Kutipan Teks:

Oleh: Hasan Basri Hambali
Imam
Muslim Rohimahullôh meriwayatkan hadits dari Abû Ayyub al-Anshôriy Rhodhiyallôhu
‘anhu, bahwa Rosululloh Shollallôhu ‘alayhi wa sallam bersabda:
«مَنْ صَامَ رَمَضَانَ ثُمَّ أَتْبَعَهُ سِتًّا مِنْ شَوَّالٍ، كَانَ
كَصِيَامِ الدَّهْرِ»
“Barangsiapa berpuasa Romadhon, kemudian
mengikutinya dengan enam hari pada bulan Syawal, maka itu seperti puasa selama
satu tahun.” (HR. Muslim)
Para ulama berbeda pendapat
mengenai hukum mengamalkan puasa enam hari pada bulan Syawwal. Mayoritas ulama,
seperti Ibnu ‘Abbas, Thôwus, asy-Sya’biy, Maymûn bin Mahrôn, Ibnu al-Mubârok, asy-Syafi’iy, Ahmad, dan Ishâq Rohmatullôh
‘alayhim ajma’în berpendapat bahwa puasa tersebut hukumnya sunnah. Sedangkan
sebagian ulama yang lain seperti Mâlik dan Abû Hanîfah Rohimahumallôh mengingkari
puasa tersebut dan menyatakannya sebagai puasa makruh.

Masukan Latihan:
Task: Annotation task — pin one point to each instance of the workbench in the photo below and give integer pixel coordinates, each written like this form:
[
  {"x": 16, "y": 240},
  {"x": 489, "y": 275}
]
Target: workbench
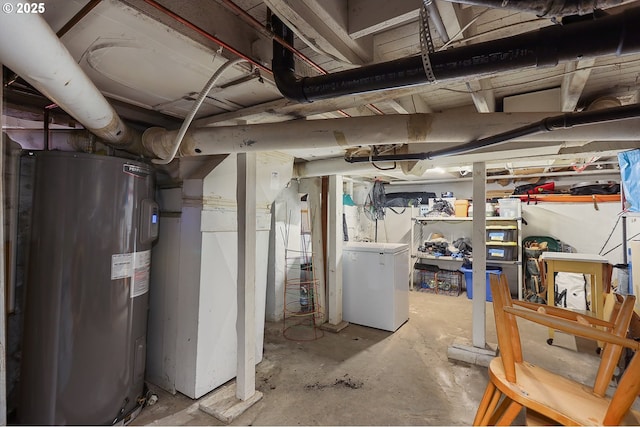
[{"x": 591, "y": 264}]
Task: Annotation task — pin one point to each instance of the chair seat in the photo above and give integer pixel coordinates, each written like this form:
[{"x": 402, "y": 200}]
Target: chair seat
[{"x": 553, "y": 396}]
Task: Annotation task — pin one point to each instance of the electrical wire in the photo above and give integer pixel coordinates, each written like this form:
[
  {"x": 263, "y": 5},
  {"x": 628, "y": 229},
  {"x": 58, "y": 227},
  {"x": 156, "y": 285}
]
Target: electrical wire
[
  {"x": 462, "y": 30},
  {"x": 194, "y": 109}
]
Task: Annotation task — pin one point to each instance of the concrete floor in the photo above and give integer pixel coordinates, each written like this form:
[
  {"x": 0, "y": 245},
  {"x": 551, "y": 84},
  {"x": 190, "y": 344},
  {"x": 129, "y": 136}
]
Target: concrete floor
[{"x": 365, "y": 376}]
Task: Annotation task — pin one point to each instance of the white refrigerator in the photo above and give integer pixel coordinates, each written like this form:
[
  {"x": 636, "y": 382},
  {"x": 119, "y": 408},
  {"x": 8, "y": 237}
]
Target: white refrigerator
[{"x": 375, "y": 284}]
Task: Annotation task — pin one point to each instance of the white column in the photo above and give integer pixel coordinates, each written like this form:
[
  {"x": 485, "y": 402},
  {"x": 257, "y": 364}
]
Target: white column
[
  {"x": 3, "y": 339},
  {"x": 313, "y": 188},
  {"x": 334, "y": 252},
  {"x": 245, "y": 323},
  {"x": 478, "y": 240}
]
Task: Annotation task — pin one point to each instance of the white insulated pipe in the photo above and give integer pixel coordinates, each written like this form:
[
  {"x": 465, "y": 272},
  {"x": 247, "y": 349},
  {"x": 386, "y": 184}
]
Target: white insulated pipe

* * *

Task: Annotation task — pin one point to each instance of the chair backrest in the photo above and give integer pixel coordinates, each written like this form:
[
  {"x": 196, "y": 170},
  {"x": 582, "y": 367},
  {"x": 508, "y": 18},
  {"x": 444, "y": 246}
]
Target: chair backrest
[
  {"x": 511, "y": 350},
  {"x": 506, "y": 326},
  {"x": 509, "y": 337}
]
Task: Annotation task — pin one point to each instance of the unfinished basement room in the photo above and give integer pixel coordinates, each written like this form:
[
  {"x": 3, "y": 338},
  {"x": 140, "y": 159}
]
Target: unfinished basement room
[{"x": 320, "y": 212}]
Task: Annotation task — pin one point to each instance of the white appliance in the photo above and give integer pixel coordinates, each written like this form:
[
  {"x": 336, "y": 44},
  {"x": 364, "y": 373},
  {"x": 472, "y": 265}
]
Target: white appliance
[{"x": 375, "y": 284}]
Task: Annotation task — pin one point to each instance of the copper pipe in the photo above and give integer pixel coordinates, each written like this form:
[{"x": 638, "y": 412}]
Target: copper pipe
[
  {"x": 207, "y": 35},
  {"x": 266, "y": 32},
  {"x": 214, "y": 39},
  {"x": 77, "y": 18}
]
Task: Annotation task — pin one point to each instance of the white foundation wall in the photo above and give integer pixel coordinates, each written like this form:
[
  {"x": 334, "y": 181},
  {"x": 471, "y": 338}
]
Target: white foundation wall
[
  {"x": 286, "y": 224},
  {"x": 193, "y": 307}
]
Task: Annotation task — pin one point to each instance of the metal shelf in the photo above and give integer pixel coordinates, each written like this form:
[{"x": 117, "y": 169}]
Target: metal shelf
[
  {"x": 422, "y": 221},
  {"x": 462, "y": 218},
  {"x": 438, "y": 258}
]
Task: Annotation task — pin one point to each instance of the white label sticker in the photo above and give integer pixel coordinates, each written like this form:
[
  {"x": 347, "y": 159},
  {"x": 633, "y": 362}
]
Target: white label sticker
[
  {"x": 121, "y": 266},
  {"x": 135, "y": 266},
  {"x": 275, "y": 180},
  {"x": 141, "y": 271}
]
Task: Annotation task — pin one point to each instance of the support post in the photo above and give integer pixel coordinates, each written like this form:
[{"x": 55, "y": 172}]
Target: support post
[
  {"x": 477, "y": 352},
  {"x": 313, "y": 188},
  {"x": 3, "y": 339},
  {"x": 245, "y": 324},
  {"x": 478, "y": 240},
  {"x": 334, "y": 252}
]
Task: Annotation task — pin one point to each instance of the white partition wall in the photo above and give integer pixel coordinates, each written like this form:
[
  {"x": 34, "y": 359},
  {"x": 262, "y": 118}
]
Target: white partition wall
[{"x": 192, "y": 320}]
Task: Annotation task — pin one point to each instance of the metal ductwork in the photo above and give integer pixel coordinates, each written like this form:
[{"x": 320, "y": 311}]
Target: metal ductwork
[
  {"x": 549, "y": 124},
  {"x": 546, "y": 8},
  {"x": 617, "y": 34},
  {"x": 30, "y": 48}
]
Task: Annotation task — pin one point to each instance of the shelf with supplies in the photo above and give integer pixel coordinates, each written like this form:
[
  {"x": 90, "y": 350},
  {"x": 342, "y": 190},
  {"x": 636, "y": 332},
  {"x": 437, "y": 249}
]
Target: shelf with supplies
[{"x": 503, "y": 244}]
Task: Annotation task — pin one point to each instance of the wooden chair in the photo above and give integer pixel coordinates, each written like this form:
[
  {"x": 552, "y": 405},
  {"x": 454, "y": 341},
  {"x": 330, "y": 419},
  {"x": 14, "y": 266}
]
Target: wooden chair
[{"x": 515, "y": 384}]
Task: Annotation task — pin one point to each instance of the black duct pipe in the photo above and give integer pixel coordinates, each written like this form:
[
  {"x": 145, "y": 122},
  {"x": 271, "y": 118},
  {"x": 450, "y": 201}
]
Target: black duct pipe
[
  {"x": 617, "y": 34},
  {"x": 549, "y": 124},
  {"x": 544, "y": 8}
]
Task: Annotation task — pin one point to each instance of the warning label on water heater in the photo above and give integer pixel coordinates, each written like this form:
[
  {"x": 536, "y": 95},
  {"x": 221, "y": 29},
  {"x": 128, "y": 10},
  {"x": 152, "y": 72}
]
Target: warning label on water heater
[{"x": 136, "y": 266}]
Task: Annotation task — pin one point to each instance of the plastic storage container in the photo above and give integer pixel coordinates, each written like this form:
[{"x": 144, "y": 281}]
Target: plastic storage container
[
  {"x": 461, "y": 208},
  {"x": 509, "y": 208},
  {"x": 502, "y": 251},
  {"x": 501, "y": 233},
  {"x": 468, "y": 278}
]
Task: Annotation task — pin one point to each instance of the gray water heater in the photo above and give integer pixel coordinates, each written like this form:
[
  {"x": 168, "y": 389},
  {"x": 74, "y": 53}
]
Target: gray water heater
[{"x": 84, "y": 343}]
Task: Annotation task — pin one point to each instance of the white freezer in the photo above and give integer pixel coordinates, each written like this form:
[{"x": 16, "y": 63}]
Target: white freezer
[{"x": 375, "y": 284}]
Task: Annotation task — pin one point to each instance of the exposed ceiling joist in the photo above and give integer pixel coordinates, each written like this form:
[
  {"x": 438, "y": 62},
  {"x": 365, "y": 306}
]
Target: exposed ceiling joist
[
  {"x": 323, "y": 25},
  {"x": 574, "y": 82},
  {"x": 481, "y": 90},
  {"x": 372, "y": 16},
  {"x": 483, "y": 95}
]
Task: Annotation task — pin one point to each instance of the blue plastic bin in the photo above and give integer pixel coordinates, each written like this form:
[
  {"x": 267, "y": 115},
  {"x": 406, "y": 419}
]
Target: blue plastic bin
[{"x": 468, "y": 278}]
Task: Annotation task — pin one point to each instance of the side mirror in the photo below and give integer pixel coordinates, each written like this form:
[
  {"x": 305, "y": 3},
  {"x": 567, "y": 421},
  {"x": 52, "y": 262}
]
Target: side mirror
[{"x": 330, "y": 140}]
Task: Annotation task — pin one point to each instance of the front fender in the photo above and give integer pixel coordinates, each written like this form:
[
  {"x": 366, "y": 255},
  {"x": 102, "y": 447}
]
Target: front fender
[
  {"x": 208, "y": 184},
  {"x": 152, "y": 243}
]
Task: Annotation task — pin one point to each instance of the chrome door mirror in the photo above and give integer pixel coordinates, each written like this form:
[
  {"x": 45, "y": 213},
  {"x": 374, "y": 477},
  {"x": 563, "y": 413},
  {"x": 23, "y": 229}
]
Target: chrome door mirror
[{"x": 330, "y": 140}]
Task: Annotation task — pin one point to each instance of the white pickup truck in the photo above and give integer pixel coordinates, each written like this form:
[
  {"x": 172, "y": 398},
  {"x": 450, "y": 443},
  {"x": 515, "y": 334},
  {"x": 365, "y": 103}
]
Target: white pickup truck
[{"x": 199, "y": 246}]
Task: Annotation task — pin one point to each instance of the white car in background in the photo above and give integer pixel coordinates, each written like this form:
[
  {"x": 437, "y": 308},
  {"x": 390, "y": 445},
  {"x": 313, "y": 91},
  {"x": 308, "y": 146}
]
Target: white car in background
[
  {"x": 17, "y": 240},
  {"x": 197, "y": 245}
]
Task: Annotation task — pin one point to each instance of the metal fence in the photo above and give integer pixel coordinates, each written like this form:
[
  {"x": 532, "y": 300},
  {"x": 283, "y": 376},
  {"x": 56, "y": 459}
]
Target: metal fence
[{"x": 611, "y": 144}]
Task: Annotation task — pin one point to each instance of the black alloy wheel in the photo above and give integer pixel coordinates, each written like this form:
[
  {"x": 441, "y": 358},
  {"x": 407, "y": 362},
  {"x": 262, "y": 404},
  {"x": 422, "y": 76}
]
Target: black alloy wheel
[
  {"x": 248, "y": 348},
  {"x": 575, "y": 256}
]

Soal yang Diberikan 1:
Tampilkan kembali setiap baris catatan yang memuat kata "storage".
Soal yang Diberikan 2:
Lanjutkan teks tentang puasa enam hari pada bulan Syawal, dimulai sesudah kalimat terakhir yang ditampilkan.

Hasil Latihan 1:
Task: Annotation task — pin one point to each instance of the plastic storage container in the photo above and give integer pixel coordinates, each written like this form:
Target: plastic storage container

Hasil Latihan 2:
Berdasarkan
pendapat mayoritas ulama tersebut, selayaknya kita memanfaatkan kesempatan baik
di bulan Syawwal ini dengan melaksanakan puasa sunnah sebagai bentuk ketaatan
kita kepada Alloh Subhânahu wa ta’âlâ. Cara yang paling baik adalah
memulainya pada tanggal dua bulan Syawwal dan dilaksanakan secara terus menerus
sampai hari ketujuh pada bulan tersebut. Namun demikian, melaksanakannya pada
hari-hari yang lain pada bulan Syawwal walaupun secara terpisah-pisah
merupakan suatu kebaikan dan tetap memperoleh pokok pahala sunnah.
Ibnu
Rojab al-Hambaliy Rohimahullôh menguraikan faidah yang besar di balik
kesunnahan puasa Syawwal, yaitu:
1.
Menyempurnakan pahala puasa Romadhon, sehingga akan memperoleh pahala puasa
selama satu tahun. Alloh Subhânahu wa ta’âlâ berfirman:
{مَنْ جَاءَ بِالْحَسَنَةِ فَلَهُ عَشْرُ أَمْثَالِهَا} [الأنعام:
160]
Barangsiapa
membawa amal yang baik, maka baginya (pahala) sepuluh kali lipat amalnya. (QS. Al-An’âm [6] : 160)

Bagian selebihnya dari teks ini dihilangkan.